- [Written task]: Locate every line in the listing below that contains the word "goalie" and copy each of those lines. Case counts.

--- START OF Material for the task ---

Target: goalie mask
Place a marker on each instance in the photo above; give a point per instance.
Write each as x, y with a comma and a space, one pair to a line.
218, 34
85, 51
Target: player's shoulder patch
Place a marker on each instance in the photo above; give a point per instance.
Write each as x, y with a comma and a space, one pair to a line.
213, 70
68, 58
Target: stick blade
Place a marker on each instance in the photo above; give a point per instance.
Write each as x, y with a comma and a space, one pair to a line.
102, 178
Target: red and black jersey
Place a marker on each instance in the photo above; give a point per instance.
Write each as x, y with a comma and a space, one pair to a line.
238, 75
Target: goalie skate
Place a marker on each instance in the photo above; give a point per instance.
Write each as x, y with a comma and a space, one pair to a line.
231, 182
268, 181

--- END OF Material for the task ---
--- START OF Material for the task ---

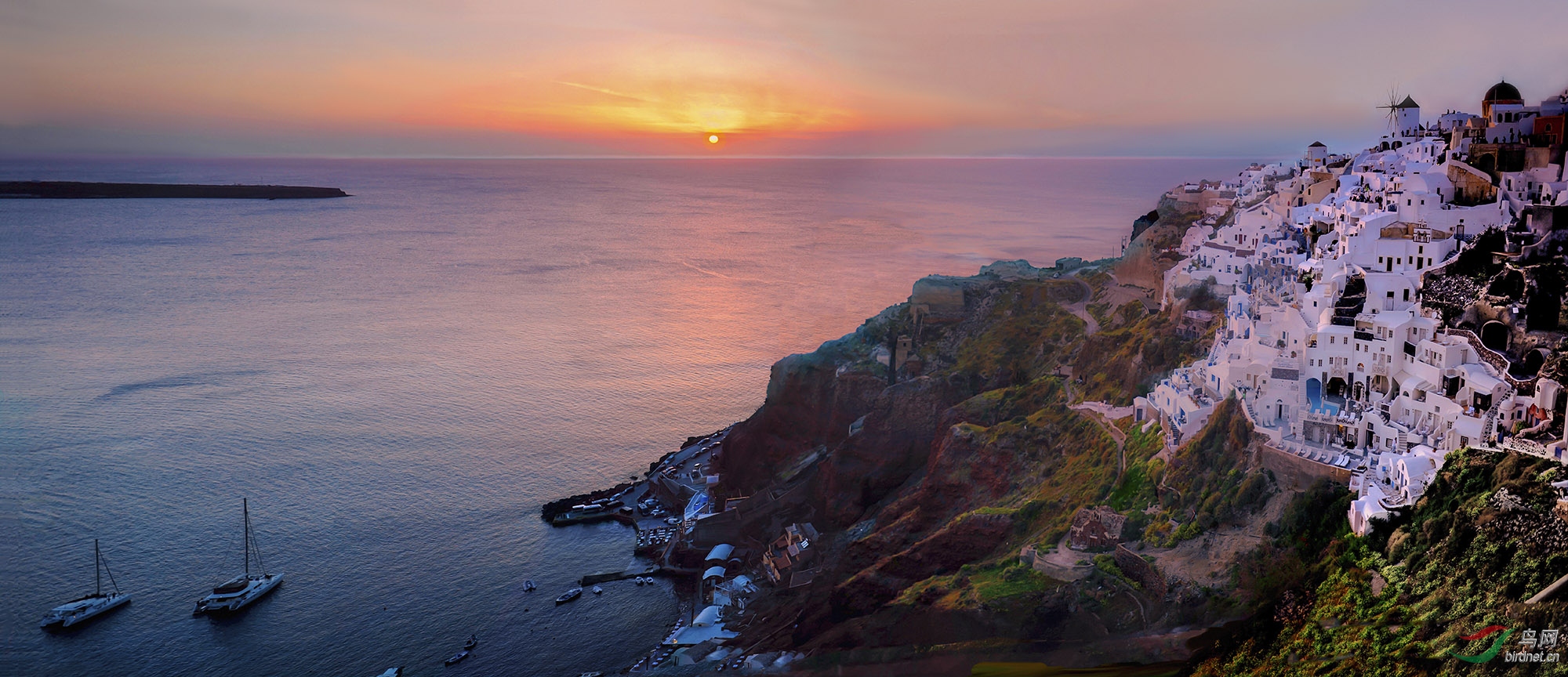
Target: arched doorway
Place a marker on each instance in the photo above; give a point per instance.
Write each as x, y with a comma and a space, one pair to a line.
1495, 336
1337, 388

--- END OF Material for the task ---
--- START OF Material for the task ---

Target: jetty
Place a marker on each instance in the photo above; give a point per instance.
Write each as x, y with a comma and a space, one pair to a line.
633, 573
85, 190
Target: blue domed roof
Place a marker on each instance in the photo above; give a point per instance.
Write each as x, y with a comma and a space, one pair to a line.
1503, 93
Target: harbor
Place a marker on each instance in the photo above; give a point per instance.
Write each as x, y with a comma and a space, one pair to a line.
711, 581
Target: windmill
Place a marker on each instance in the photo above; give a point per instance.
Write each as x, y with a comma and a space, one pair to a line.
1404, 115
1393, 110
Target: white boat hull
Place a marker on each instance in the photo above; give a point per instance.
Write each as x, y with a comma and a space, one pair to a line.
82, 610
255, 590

--- END OF Material for the task ---

- [Full response]:
Target: goalie mask
Target: goalie skate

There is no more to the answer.